Transcribe all of the data verbatim, please, and leave out its pictures.

*** Material for this exercise ***

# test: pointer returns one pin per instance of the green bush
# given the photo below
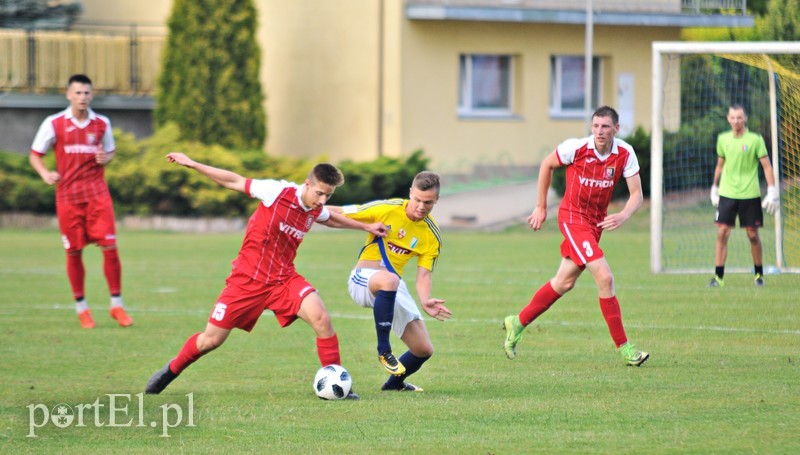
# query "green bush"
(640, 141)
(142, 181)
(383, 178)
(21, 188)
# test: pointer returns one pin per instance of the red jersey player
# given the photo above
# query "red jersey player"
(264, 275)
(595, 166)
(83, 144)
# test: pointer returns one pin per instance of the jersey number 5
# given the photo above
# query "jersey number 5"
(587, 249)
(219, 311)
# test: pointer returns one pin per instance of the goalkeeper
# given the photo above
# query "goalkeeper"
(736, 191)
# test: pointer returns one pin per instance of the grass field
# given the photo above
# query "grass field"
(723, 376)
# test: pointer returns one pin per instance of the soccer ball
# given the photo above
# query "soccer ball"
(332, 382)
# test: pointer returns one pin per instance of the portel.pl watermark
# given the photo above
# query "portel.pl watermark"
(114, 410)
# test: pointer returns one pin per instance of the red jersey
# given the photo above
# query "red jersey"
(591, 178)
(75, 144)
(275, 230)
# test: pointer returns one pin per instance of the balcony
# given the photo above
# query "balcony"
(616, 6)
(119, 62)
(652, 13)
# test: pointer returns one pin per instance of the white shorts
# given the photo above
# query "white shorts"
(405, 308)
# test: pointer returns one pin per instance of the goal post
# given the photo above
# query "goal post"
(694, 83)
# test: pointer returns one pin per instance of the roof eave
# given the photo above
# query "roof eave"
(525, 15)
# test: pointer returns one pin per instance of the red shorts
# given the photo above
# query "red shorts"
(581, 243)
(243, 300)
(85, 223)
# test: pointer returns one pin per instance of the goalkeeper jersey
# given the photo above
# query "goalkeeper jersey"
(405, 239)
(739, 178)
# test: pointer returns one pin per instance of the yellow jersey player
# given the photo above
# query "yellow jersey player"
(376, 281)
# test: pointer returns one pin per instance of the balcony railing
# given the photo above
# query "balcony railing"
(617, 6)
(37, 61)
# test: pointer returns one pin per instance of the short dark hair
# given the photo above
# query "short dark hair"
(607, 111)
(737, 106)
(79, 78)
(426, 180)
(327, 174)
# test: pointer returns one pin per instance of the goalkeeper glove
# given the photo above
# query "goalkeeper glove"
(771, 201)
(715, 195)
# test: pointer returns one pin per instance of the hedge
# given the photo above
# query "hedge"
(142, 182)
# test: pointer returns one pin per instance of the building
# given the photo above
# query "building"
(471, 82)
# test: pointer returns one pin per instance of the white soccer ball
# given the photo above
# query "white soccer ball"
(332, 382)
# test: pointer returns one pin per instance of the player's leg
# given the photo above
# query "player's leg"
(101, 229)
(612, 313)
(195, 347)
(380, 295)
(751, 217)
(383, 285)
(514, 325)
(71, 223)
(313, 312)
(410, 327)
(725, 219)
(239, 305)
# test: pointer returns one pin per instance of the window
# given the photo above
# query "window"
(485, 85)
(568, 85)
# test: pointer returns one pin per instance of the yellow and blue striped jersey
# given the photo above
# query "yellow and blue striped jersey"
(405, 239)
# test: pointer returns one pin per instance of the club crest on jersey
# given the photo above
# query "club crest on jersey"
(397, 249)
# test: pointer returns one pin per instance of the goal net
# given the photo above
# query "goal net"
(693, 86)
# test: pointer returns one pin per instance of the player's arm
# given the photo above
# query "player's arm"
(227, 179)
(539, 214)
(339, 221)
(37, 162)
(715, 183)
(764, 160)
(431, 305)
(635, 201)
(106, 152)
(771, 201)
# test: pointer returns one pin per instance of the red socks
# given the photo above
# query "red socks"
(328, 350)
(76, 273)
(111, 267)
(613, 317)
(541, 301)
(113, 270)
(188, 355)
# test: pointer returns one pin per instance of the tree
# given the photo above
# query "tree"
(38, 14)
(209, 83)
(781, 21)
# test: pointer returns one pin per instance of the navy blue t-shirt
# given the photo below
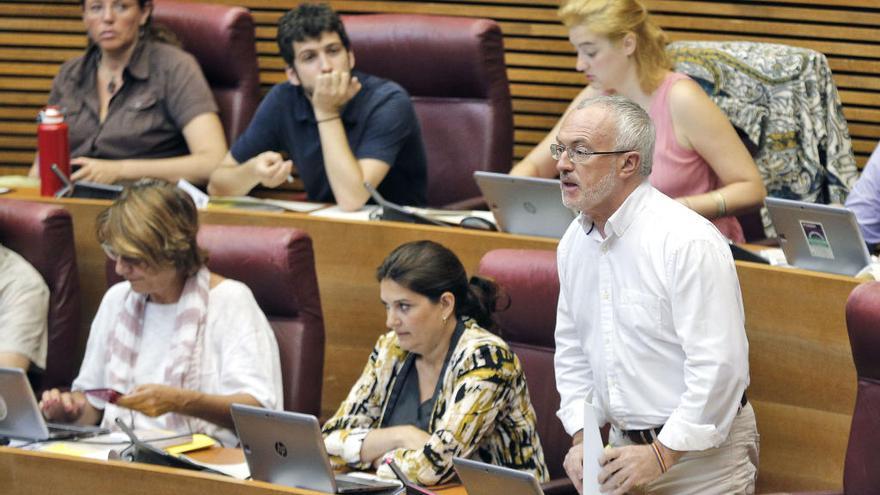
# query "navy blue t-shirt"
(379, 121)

*** End of Material for this exercise ***

> **Answer to this problem**
# test: pointer returns one pin per instance of the green bush
# given the photo below
# query "green bush"
(640, 141)
(142, 181)
(383, 178)
(21, 188)
# test: pointer returns one pin per instance of the red jersey player
# given the photo above
# query "red jersey player"
(264, 275)
(595, 166)
(83, 144)
# test: pointer returns one pin per instance of the jersey number 5
# given the photo above
# query "jersey number 5"
(587, 249)
(219, 311)
# test: pointer returns one pin per instance of the goalkeeper
# given the photo above
# query "goalkeeper"
(736, 191)
# test: pointer returns one pin per instance of the grass field
# given the photo above
# query "grass field"
(723, 376)
# test: pointer returns one pin per instance of the soccer ball
# given the photo above
# query "soccer ball"
(332, 382)
# test: pointer returns one pin per instance of the portel.pl watermark
# given the photo above
# query "portel.pl watermark"
(114, 410)
# test: pointer returns one pin per instance of the red jersey
# given the photo above
# query "red jersey"
(591, 178)
(75, 144)
(275, 230)
# test: pointer returns one pin per instance of the balcony
# given the photo above
# query "balcony"
(616, 6)
(119, 62)
(652, 13)
# test: pointer returns one pin per instance of the white shorts
# given the photo above
# query "white shorts"
(405, 308)
# test: pointer returns one pin per instance of the goal post
# given the photo above
# query "goal post"
(694, 83)
# test: pointer returns one pin per instance of the roof eave
# given the photo above
# query "roof eave"
(525, 15)
# test: pointer returns one pin per instance of the red shorts
# given the photo above
# query "red shorts"
(581, 243)
(243, 300)
(85, 223)
# test: pointer returns one pin per instance of the goalkeeper jersey
# given the photo above
# query "goalkeeper jersey"
(405, 239)
(739, 178)
# test: pointer returns one pin per instance of the yellow jersey player
# given the photo above
# query "yellow jersey player"
(376, 281)
# test: pointer returns one pin per instance of the balcony railing
# given the photo above
# query "balcony railing"
(617, 6)
(37, 61)
# test: pointer returns one pin per instance of the short dark hair
# given the photo above
# query "short dark hair"
(607, 111)
(737, 106)
(79, 78)
(426, 180)
(327, 174)
# test: pointer returns one pin per instance of the goalkeeper glove
# given the photo above
# query "goalkeeper glove"
(771, 201)
(715, 195)
# test: pointer returns one pin per instance of the hedge
# given the photo above
# query "hedge"
(142, 182)
# test: pointer returns one pin per instance of the building
# given the photo above
# query "building"
(471, 82)
# test: pointer returns one pin per instance of the white soccer ball
# given the photo above
# query "white soccer ball"
(332, 382)
# test: pointer returns one pin per instance of the player's leg
# given the photo above
# query "player's leg"
(101, 229)
(612, 313)
(195, 347)
(380, 295)
(751, 217)
(383, 285)
(514, 325)
(71, 223)
(313, 312)
(410, 327)
(725, 219)
(239, 305)
# test: pointer returns one pin per instance of the window
# given the photo above
# query "window"
(485, 85)
(568, 85)
# test: pointer returns one pin per instance of the yellow and blue striped jersey
# given the photo above
# query "yellow and blue striped jersey"
(405, 239)
# test: pointer returns one pin per instance of the club crest on jersey
# given the photo above
# query "club crest on jersey"
(397, 249)
# test: pointer returns one pin per instance of the goal net
# given the photo above
# query "goal net"
(693, 86)
# test: pointer returns one pin per instance of the player's arm
# given the photo above
# query "player's arm"
(227, 179)
(539, 214)
(339, 221)
(37, 162)
(715, 183)
(764, 160)
(431, 305)
(635, 201)
(106, 152)
(771, 201)
# test: pointer returns one pin per instance of the red socks
# given the photo above
# query "red socks"
(328, 350)
(76, 273)
(111, 267)
(613, 317)
(541, 301)
(113, 270)
(188, 355)
# test: pointer returns one pin per instance of the tree
# given the photo above
# query "tree"
(38, 14)
(209, 83)
(781, 21)
# test: pointer returns one pin per instance of the navy blue t-shirt
# given the photo below
# query "navy blue t-shirt"
(379, 121)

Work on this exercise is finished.